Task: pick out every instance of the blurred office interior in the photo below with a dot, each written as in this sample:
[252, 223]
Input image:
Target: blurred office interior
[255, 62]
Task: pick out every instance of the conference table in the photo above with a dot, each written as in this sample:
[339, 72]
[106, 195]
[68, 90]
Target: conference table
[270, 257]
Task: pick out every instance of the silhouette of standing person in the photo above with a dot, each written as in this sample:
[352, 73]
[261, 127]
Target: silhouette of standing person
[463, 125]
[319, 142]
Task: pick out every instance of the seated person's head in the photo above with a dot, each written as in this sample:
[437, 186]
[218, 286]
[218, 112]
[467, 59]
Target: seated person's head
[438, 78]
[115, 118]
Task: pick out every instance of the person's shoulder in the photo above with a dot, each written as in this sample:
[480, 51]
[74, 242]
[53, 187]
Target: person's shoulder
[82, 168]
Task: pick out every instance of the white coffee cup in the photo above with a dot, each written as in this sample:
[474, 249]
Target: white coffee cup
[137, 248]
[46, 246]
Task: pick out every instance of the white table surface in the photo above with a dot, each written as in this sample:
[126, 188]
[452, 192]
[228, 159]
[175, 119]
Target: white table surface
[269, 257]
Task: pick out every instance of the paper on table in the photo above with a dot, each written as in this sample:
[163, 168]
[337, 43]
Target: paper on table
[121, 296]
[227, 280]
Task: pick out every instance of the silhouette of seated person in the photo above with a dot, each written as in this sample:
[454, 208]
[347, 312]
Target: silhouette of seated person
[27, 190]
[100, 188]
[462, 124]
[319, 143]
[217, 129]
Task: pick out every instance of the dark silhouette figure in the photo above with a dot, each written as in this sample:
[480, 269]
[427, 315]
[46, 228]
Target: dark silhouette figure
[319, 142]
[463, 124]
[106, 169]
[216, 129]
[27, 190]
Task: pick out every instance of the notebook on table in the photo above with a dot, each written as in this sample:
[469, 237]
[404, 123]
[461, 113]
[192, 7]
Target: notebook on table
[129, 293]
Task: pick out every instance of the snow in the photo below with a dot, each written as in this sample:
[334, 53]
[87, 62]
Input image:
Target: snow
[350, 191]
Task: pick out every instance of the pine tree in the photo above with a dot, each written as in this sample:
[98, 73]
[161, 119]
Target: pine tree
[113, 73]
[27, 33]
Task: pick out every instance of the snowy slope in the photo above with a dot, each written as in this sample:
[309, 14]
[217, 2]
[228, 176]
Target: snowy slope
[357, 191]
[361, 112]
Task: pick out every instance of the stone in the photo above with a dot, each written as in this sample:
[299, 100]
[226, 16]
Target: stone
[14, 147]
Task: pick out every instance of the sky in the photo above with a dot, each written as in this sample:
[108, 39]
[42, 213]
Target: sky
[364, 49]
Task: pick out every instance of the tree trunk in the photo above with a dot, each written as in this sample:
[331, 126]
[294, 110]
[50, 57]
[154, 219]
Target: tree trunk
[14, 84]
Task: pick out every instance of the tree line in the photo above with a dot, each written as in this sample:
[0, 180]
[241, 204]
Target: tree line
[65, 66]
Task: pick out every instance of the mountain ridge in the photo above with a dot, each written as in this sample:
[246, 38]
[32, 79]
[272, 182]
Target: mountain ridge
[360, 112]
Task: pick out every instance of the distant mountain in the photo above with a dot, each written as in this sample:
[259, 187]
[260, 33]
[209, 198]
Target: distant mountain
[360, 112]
=======
What to work on:
Look through the records and gather each line with the word "below".

Expected output:
Task: pick out every instance of the blurred office interior in the photo below with a dot, each written as in this sample:
Task: pick out every instance of the snow in the photo below with a dot, each written as in this sample:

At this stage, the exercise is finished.